THE RECORDS:
********************

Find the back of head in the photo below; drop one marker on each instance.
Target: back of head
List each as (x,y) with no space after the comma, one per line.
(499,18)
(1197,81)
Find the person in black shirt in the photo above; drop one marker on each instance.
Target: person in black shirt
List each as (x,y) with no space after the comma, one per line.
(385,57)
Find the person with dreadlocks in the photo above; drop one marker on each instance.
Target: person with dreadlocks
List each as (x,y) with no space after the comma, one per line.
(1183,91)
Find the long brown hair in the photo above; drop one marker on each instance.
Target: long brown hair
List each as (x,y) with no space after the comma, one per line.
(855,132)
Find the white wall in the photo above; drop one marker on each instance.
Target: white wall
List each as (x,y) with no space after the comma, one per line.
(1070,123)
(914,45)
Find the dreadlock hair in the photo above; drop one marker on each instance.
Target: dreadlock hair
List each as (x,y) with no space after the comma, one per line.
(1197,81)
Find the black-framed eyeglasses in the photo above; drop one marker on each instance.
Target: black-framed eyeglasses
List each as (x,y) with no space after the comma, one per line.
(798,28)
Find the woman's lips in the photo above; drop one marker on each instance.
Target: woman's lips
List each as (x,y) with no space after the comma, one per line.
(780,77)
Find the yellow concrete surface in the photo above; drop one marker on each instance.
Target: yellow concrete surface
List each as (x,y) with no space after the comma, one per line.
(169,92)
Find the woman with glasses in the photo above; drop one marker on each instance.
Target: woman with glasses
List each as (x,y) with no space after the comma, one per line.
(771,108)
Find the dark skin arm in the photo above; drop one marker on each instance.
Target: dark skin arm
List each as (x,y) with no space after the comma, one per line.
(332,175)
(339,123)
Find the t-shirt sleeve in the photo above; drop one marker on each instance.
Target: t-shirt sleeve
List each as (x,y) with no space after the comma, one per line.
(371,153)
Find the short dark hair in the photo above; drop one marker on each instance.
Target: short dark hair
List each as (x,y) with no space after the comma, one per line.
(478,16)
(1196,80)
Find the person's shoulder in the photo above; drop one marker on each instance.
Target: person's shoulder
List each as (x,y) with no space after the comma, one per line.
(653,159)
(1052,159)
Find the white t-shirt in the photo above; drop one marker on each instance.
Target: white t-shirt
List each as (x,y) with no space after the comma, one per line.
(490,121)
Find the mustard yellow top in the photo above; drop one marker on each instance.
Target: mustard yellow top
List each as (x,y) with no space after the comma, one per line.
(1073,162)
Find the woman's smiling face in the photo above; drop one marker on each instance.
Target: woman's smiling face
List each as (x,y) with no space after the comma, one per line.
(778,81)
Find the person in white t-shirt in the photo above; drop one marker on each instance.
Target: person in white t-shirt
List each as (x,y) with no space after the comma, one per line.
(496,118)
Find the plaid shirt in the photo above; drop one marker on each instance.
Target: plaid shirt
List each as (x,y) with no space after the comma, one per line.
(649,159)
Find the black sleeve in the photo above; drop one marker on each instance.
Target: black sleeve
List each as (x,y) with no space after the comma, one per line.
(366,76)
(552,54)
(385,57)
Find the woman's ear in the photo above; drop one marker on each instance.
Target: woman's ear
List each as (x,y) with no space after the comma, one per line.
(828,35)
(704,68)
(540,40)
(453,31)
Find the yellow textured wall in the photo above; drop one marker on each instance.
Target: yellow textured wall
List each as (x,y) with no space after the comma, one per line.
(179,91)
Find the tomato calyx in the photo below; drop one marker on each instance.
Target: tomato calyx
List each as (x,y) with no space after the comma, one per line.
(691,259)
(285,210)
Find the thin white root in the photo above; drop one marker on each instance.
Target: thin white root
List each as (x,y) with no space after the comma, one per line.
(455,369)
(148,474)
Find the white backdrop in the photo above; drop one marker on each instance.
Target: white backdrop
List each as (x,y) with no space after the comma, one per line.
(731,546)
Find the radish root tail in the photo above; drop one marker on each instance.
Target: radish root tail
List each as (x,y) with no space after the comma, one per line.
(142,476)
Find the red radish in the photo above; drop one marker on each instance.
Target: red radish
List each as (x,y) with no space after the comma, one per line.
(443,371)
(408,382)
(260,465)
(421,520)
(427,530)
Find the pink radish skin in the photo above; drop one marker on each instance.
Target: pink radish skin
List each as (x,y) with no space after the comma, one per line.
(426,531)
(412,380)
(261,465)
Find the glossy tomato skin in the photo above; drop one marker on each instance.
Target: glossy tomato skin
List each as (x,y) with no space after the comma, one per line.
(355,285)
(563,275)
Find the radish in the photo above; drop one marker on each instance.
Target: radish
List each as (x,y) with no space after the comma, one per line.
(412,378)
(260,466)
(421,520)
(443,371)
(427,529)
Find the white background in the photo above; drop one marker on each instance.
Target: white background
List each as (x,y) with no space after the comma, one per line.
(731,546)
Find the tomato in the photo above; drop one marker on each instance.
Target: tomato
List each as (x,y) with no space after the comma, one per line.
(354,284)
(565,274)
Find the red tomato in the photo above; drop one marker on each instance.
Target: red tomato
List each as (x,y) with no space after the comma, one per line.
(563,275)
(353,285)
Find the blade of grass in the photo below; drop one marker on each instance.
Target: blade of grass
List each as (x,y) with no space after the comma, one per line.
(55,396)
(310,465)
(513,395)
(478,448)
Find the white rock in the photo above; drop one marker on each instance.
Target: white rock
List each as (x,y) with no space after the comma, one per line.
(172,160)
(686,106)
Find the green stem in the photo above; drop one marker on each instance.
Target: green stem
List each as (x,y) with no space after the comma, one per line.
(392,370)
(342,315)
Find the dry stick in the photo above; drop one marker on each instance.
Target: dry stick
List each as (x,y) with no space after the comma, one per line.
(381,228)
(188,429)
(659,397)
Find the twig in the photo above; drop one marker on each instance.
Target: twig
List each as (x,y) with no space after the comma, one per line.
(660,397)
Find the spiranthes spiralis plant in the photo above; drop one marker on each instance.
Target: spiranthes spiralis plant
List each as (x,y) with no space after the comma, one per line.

********************

PROBLEM DETAILS: Transcribe the whole listing above line for line, without changing a single character.

RESULT FOR THIS EXERCISE:
Find the back of head in the photo below; drop one marker on each instance.
Target: back of head
List each as (x,y) with no space after the comma, one per line.
(499,18)
(1197,81)
Find the person in black shirt in the photo above; drop one marker on each instance.
Target: person in black shirt
List each as (x,y) with no space after the comma, one per line.
(385,57)
Find the person with dreadlocks in the photo above; drop one marker on each instance.
Target: person with dreadlocks
List each as (x,y) with no space after the comma, one per line.
(1183,91)
Find the long brown hair in the photo above; drop one marker on each instance.
Target: long brown hair
List each as (x,y) with no space after the comma, one per line.
(855,132)
Find the white wall in the photo above; drop one marker on each instance.
Target: white wall
List each as (x,y) with no space after the comma, one per line.
(1070,123)
(914,45)
Find the dreadlock hair in the photo above; drop one marker on each instance.
Target: dreadlock hair
List each as (x,y) with no space after the comma, one per line.
(1197,81)
Find the black-framed eyeglasses in the photo above; drop one marker on each instance.
Target: black-framed eyeglasses
List each as (x,y) with no space after the comma, one per line.
(798,28)
Find the woman's lips in the photo above; drop one marker on each instance.
Target: woman's lips
List each as (x,y) with no space after the comma, one per line.
(780,77)
Find the yellow concrete surface in the photo above; drop one marker on each instance.
Target: yellow concrete surface
List each as (x,y) with no space after the comma, one per line.
(169,92)
Find the woman with glasses in the photo above; drop one marker on each instance.
Target: woman with glasses
List each as (x,y) with no space after the comma, one per line.
(771,108)
Find the dark skin arm in the photo above; drop one marker on each instance.
Target: dark skin arm
List each as (x,y) with no space after the comma, one per line.
(332,175)
(339,123)
Find the t-shirt sleeve in the photo above; drop one marker on each instance.
Target: t-shirt sleeve
List each as (x,y) with no space after the comma, one per line.
(371,153)
Find the short dark hair in the photo above; drop one marker on each instance.
Target: short dark hair
List each as (x,y) with no space after the comma, one per line.
(478,16)
(1196,80)
Find the person's shoulder in the photo above; drop one marker on each instance.
Target: person's shoulder
List each as (x,y) with no space after the comma, one per line.
(653,159)
(1052,159)
Find the white t-shirt in the photo above; drop one marker on each instance.
Target: white t-shirt
List each as (x,y) with no space after the comma, one per line.
(490,121)
Find the mustard yellow top in the photo above; drop one marker on each instance.
Target: mustard yellow top
List each as (x,y) with no space after the comma, one per line.
(1073,162)
Find the woman's smiling face in the photo above; drop one marker on each instance.
Target: woman's smiling face
List each as (x,y) with no space after the comma, one per line.
(778,81)
Find the person in white t-shirt in the photo above; drop one marker on each instance.
Target: person in white t-shirt
List each as (x,y) with no space after the comma, one per line.
(496,118)
Find the plaid shirt in the photo above; drop one marker on each instance.
Target: plaid shirt
List each as (x,y) with no space after the comma, one per line.
(649,159)
Find the black sleeve in the photo above; drop one marker on each instance.
Target: black sleeve
List each as (x,y) with no space after the comma, one per line.
(366,76)
(552,54)
(385,57)
Find the woman's ear in the photo above; drop one marker on each instance.
Target: woman's ear
List each as (x,y) with no space after the comma, one per line.
(828,35)
(704,68)
(540,40)
(453,31)
Find the yellow textured wall in the photo above; drop one marker on each instance.
Target: yellow textured wall
List each as (x,y) with no space after the comma, one per line.
(179,91)
Find the tomato calyx in the photo below; drop one marker on each instance.
Target: tomato calyx
List each as (x,y) with no space after the comma, one per line.
(691,259)
(285,210)
Find the thin white root in the photo above; drop one marker on each instance.
Target: thin white root
List each as (x,y) with no space after the comma, one per line.
(455,369)
(148,474)
Find the white backdrop in the photo above; drop one marker on each instance.
Target: white backdrop
List each as (x,y) with no space after the comma, one per line.
(731,546)
Find the radish root tail in the photo above; drop one marker on each instance.
Target: radish root tail
List each as (x,y) with no space after the comma, one per line.
(142,476)
Find the red radish in the photo above; drop one marker on each instance.
Target: red radish
List each as (x,y) with no space after the comma, one per line.
(443,371)
(408,382)
(260,465)
(421,520)
(427,530)
Find the pink radish skin in the photo above; drop one marker on each instance.
Target: pink radish skin
List each as (x,y) with no space after the comma, one per line.
(426,531)
(412,380)
(261,465)
Find the glossy tomato skin in the photo above; drop one marker on each instance.
Target: glossy tomato skin
List each as (x,y) with no space after the comma, one per line.
(355,285)
(563,275)
Find the radish in the photo above; drop one marker on each instance.
Target: radish
List each as (x,y) with no space after the comma, one per line.
(412,378)
(260,466)
(421,520)
(443,371)
(427,529)
Find the white background in the photo above; drop one marker on each instance.
Target: white background
List each as (x,y) with no space after the comma, one per line.
(731,546)
Find the tomato in the photo above; drop one marker on each instance.
Target: tomato
List each as (x,y) with no space after the comma, one per line.
(354,284)
(565,274)
Find the red tomato in the photo above; drop one marker on each instance.
Target: red tomato
List each as (x,y) with no space after the comma, one per line.
(563,275)
(353,285)
Find the blade of grass in the photo below; drop one marker on each instance.
Target: blade of grass
List each as (x,y) with no space after the comma, one per line.
(55,396)
(310,465)
(513,395)
(478,448)
Find the white rock in the photo above; drop one marker on each instance.
Target: white rock
List each as (x,y) with no space after the comma, one per line.
(172,160)
(686,106)
Find the green stem in the photo above; drop one marker on each instance.
Target: green stem
List each as (x,y) with no space after the comma, one per line.
(392,370)
(342,315)
Find the dry stick in the photo above; drop one marker on each instance.
Target: dry stick
List each as (x,y) with no space after the comma, one per line.
(381,228)
(188,429)
(659,397)
Find the twig in the photo above; drop one marker on each instance.
Target: twig
List each as (x,y) with no space after the comma, one per line.
(660,397)
Find the spiranthes spiralis plant in the photo above; drop one marker on each instance.
Target: spiranthes spiralis plant
List each as (x,y) with no space after the comma, one per line.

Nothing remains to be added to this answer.